Supplied entries:
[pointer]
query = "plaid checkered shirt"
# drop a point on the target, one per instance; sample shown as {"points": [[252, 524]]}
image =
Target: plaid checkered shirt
* * *
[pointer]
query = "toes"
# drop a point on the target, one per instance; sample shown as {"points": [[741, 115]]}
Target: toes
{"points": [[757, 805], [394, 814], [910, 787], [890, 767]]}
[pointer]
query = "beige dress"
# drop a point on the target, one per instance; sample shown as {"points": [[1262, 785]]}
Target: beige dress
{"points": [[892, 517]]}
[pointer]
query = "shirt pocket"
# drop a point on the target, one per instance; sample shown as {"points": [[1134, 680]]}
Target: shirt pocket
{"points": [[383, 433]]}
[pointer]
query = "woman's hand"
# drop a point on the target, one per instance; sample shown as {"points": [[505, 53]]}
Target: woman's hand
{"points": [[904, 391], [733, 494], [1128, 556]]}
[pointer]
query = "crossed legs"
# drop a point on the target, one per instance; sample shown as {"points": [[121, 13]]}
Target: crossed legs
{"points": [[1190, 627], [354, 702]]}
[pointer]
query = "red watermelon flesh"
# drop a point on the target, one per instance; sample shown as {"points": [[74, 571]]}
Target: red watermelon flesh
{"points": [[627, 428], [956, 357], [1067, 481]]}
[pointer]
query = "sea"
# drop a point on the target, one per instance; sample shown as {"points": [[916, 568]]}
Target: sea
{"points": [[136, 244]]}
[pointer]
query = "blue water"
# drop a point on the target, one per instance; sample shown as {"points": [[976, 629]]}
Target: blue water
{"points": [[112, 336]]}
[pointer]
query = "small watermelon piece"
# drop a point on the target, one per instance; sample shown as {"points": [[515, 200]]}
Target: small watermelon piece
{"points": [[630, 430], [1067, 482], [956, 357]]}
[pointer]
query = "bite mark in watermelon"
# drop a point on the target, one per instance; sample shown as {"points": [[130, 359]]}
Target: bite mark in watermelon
...
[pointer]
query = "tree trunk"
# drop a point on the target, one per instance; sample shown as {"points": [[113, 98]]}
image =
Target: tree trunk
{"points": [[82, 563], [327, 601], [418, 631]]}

Work instruction: Copy the lines of the entries above that mention "plaid".

Solution to this problem:
query = "plaid checkered shirt"
Target: plaid checkered shirt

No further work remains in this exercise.